┏━━

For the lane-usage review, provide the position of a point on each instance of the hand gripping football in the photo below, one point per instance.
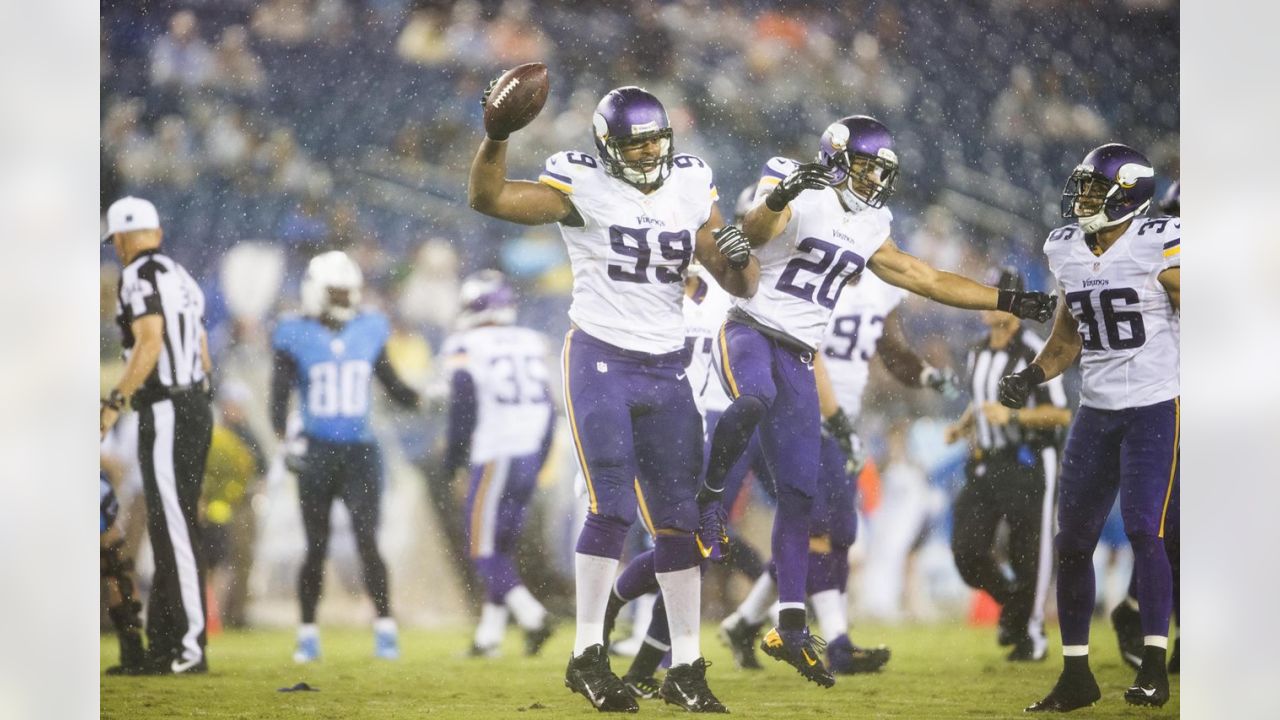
(515, 99)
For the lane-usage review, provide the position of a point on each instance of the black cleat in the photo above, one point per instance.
(740, 637)
(641, 688)
(1072, 692)
(590, 675)
(1128, 625)
(801, 651)
(535, 638)
(1151, 687)
(685, 686)
(848, 659)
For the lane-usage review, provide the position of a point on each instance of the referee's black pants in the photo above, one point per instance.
(173, 445)
(1018, 486)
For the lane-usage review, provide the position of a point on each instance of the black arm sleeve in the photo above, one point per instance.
(397, 388)
(284, 376)
(462, 420)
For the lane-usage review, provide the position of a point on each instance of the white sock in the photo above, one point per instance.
(830, 610)
(493, 625)
(529, 613)
(593, 578)
(682, 591)
(643, 615)
(757, 601)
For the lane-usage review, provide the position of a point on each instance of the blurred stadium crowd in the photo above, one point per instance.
(268, 131)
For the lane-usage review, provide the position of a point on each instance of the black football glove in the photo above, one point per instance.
(810, 176)
(734, 246)
(942, 381)
(1015, 388)
(484, 101)
(1027, 305)
(840, 428)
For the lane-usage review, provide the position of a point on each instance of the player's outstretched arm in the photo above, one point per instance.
(913, 274)
(1173, 282)
(726, 256)
(517, 201)
(1061, 349)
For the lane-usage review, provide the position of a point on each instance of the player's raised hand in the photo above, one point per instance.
(942, 381)
(810, 176)
(1014, 388)
(1028, 305)
(734, 246)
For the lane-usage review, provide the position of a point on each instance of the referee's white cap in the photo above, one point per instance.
(131, 214)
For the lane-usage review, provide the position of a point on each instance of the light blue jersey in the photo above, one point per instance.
(336, 372)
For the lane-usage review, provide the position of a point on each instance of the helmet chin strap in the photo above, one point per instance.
(1097, 222)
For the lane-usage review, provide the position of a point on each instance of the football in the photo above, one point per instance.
(516, 99)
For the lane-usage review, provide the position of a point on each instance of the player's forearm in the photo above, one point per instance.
(488, 176)
(141, 363)
(1045, 417)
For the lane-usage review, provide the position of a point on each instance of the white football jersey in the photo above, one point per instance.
(513, 400)
(855, 327)
(1128, 323)
(704, 315)
(630, 258)
(804, 268)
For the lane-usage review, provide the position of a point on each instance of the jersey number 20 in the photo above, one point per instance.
(338, 388)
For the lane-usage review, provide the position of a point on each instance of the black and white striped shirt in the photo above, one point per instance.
(986, 367)
(155, 285)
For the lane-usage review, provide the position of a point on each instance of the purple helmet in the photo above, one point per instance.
(626, 117)
(487, 300)
(859, 150)
(1110, 186)
(1171, 203)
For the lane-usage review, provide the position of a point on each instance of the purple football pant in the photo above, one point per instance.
(499, 493)
(639, 441)
(1132, 452)
(757, 367)
(835, 522)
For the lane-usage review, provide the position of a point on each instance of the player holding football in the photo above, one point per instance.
(501, 420)
(632, 219)
(1119, 273)
(810, 244)
(330, 354)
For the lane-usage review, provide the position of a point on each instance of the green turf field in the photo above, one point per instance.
(937, 671)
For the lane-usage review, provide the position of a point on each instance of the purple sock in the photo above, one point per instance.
(1155, 583)
(675, 552)
(638, 578)
(602, 537)
(498, 574)
(1074, 593)
(791, 543)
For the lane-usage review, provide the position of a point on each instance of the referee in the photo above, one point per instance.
(160, 311)
(1011, 475)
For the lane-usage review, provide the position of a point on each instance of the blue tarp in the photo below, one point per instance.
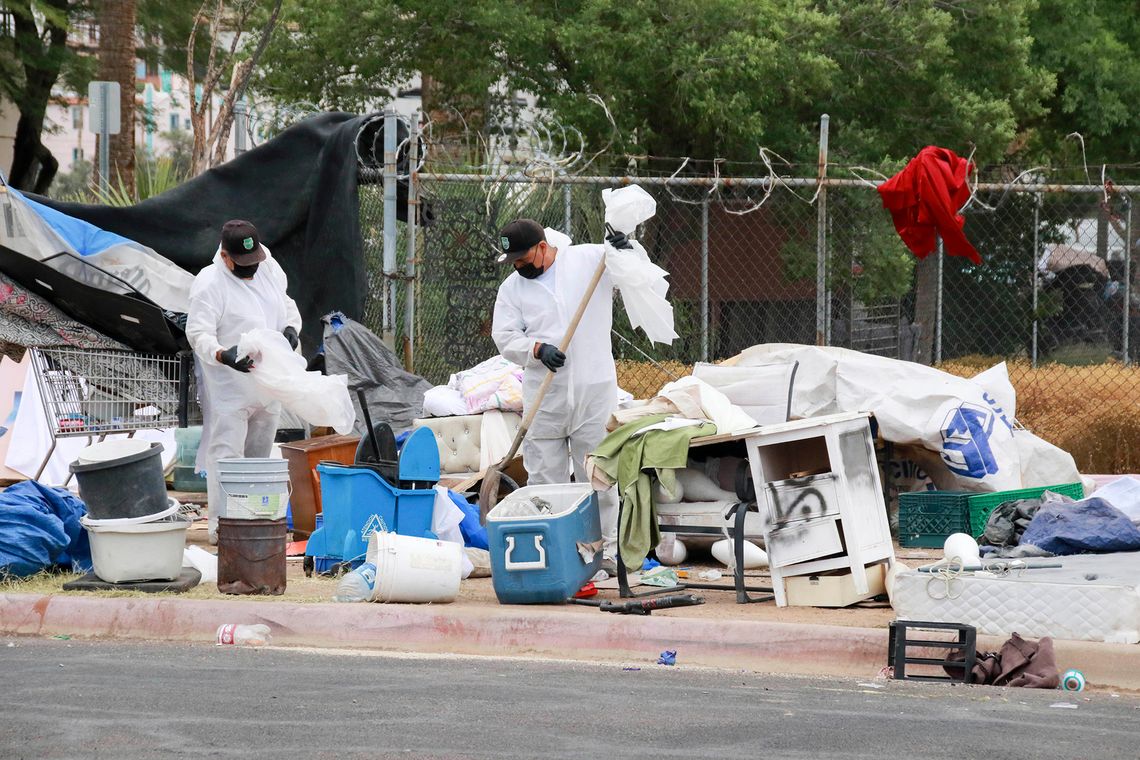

┗━━

What is required -
Could you write out every one of the items above word for word, leaving the pictures out?

The answer -
For the lane-usage review, provide the position of a point on each instance of the hand gripping football in the photo below, one point per instance.
(515, 99)
For the lane-usage review, provide the position of a point on each instance of the black cleat in the photo above, one point per instance.
(740, 637)
(641, 688)
(1072, 692)
(590, 675)
(1128, 625)
(801, 651)
(535, 638)
(1151, 687)
(685, 686)
(848, 659)
For the lane-usage review, provide the position of a point on each instance of the referee's black pants in the photo above, one point per instance.
(173, 445)
(1018, 486)
For the lane-usage review, provide the position of a point on each instance of the black arm sleeve in the photo above, one point per instance.
(397, 388)
(284, 376)
(462, 420)
For the lane-usage review, provide the position of a point on each instance of the white sock in the photo above, one point per instance.
(830, 610)
(493, 625)
(529, 613)
(593, 578)
(682, 591)
(643, 615)
(757, 601)
For the lane-usage review, provide the position of a point on each instance of the blurred stadium crowd in the photo above, one point per instance.
(268, 131)
For the lane-usage review, provide the position of a point on each instance of the black football glove in the photo above, one point per instance.
(810, 176)
(734, 246)
(942, 381)
(1015, 388)
(484, 101)
(1027, 305)
(840, 428)
For the lane-usage review, provide the position of a point on each instance of the player's outstretched arm in the photo above, one point per instance.
(913, 274)
(1173, 282)
(726, 256)
(517, 201)
(1061, 349)
For the lane-usage review, provide the position of a point on each instance of the player's raised hand in the photo above, one point per instance.
(942, 381)
(810, 176)
(1014, 388)
(1028, 305)
(734, 246)
For the lane-usage review, provide the position of a point on each instance of the referee's white cap in the photo above, one point per instance.
(131, 214)
For the lane-usage review, provide the position of a point on each instance of the light blue jersey in the photo above, one point per instance.
(336, 372)
For the lane-usage review, provide the position of a point on each instance of the helmet chin strap in the photo above, one point per instance.
(1097, 222)
For the lane-usage review, provide the position of a point on each instance of the football in the photo above, one point per instance.
(516, 99)
For the lane-usage review, provide the position of a point on each instance of the player's forearm in the photo above, one point per instance.
(488, 176)
(141, 363)
(1045, 417)
For the lane-usage review, provide the position of a point on each instance of the white football jersey in the photo above, one point per instance.
(513, 400)
(855, 327)
(1128, 323)
(704, 315)
(630, 258)
(804, 268)
For the lane-usage review, provide the position of a point on each instance of the jersey number 20 in the photo above, one point per instance.
(338, 388)
For the lane-usage review, provide the position of a point on each instance of the black and white striped shirt in the photo above, one point per instance.
(986, 367)
(155, 285)
For the lane-usage review, provide the position of a point on each instance of the purple helmet in the photo above, one point per instance.
(626, 117)
(487, 300)
(859, 150)
(1110, 186)
(1171, 203)
For the lane-usage review, provide the position of a point on each instance of the purple football pant in the photo above, one point per instance.
(499, 493)
(639, 441)
(1132, 452)
(757, 367)
(835, 522)
For the lane-usage review, provide the position of a point on each instance of the player holding football in the photo above, one point per instance.
(501, 420)
(632, 219)
(1119, 273)
(810, 244)
(330, 354)
For the lane-usage review, provide the position of a point on each instance of the green turf field in the photo above, one point per instance.
(937, 671)
For the lane-usage review, provide the position of a point on each instance of the purple sock in the photo above, one point per instance.
(1155, 583)
(675, 552)
(638, 578)
(602, 537)
(498, 574)
(1074, 593)
(791, 543)
For the lane-usage review, provide the position of a point on each instance of the referee in the photo above, one point per instance.
(160, 311)
(1011, 475)
For the lane-usage review, provide the position of a point on each instance of the blue tarp in the photo below, one point per instance.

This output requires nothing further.